- ITEMS:

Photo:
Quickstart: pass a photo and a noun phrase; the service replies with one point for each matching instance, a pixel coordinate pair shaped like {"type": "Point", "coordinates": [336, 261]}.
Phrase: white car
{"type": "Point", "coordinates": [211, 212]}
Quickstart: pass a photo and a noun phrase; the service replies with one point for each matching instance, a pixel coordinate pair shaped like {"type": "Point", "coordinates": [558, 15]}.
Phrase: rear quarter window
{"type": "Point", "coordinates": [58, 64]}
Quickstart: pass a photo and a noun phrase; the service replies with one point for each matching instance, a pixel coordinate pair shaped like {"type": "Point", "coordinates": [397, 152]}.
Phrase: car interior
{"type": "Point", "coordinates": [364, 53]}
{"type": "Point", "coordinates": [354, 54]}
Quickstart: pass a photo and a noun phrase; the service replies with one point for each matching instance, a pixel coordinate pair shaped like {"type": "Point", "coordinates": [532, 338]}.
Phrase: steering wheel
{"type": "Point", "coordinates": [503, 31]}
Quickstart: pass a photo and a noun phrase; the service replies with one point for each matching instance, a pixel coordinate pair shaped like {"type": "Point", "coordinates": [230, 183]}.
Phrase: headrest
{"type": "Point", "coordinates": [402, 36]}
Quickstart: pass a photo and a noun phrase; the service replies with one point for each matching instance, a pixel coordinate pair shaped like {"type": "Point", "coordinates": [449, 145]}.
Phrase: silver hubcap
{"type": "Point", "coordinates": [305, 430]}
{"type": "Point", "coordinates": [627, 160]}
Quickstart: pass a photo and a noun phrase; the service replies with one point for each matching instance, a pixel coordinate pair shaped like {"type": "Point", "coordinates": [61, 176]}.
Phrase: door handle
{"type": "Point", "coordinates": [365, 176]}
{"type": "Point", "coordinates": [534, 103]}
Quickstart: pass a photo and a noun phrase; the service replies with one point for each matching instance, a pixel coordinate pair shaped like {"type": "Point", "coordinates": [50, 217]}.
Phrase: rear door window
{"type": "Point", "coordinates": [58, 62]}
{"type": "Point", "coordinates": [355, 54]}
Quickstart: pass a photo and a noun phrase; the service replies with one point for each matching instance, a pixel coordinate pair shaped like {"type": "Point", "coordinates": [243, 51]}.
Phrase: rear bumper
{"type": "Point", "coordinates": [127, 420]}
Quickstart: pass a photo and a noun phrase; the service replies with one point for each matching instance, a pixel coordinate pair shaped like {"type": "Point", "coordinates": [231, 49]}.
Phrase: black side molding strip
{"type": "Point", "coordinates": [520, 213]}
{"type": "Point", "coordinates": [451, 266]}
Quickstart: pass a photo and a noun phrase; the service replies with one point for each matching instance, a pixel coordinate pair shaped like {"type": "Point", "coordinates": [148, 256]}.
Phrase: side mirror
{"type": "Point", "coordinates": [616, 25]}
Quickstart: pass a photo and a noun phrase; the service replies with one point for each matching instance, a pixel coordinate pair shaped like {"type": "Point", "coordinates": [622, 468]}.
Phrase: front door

- INSTRUCTION:
Extract every record. Keep wording exact.

- RESPONSE TO THE EXERCISE:
Photo:
Quickstart: pass a photo and a noun phrase; the service replies with one point for each matching instance, a pixel coordinate pair shaped like {"type": "Point", "coordinates": [336, 261]}.
Phrase: white car
{"type": "Point", "coordinates": [211, 212]}
Quickstart: pass a photo and a noun phrase; the service replies with one point for each matching instance, a pixel coordinate pair shaped like {"type": "Point", "coordinates": [558, 15]}.
Phrase: rear quarter window
{"type": "Point", "coordinates": [58, 64]}
Quickstart: pass a photo and a noun phrase; the service replies with one point for each matching instance, a pixel coordinate pair shaped like {"type": "Point", "coordinates": [397, 152]}.
Phrase: car interior
{"type": "Point", "coordinates": [364, 53]}
{"type": "Point", "coordinates": [354, 54]}
Quickstart: pass a photo and a noun phrase; the service replies with one point for each matching instance, a pixel coordinate pair shaped like {"type": "Point", "coordinates": [532, 338]}.
Phrase: steering wheel
{"type": "Point", "coordinates": [503, 31]}
Quickstart: pass a photo and a noun phrase; the service replies with one point for each matching instance, a pixel coordinate pair shaped like {"type": "Point", "coordinates": [230, 183]}.
Phrase: headrest
{"type": "Point", "coordinates": [402, 36]}
Quickstart: pass a photo and a noun phrase; the service replies with one point for each matching instance, a pixel coordinate pair shaped like {"type": "Point", "coordinates": [449, 145]}.
Phrase: silver hubcap
{"type": "Point", "coordinates": [305, 430]}
{"type": "Point", "coordinates": [627, 160]}
Quickstart: pass a photo and a noun phrase; the service replies with one point for each matching instance, a pixel coordinate pair shaped like {"type": "Point", "coordinates": [61, 176]}.
Phrase: door handle
{"type": "Point", "coordinates": [365, 176]}
{"type": "Point", "coordinates": [534, 103]}
Quickstart: pass a photo and a noun phrase; the service replies with one point for each matching instance, a pixel coordinate pair shaped like {"type": "Point", "coordinates": [50, 217]}.
Phrase: rear door window
{"type": "Point", "coordinates": [58, 62]}
{"type": "Point", "coordinates": [355, 54]}
Quickstart: pass a photo and a noun phrase; the service replies with one point for each matching instance, a pixel coordinate pair shaped like {"type": "Point", "coordinates": [243, 51]}.
Phrase: rear bumper
{"type": "Point", "coordinates": [127, 420]}
Quickstart: pass a photo and a noun phrase; the service replies with one point for each matching instance, a pixel coordinate pair shaped like {"type": "Point", "coordinates": [231, 49]}.
Phrase: black side molding strip
{"type": "Point", "coordinates": [520, 213]}
{"type": "Point", "coordinates": [451, 266]}
Quickstart: pass a photo and a noun phrase; the service replies with one point for each matching instance, a pixel coordinate pair shaped like {"type": "Point", "coordinates": [148, 256]}.
Phrase: side mirror
{"type": "Point", "coordinates": [616, 25]}
Quickstart: pass a photo and a noun phrase; the service replies with one point for each matching instance, a pixel coordinate pair shaped like {"type": "Point", "coordinates": [622, 468]}.
Phrase: front door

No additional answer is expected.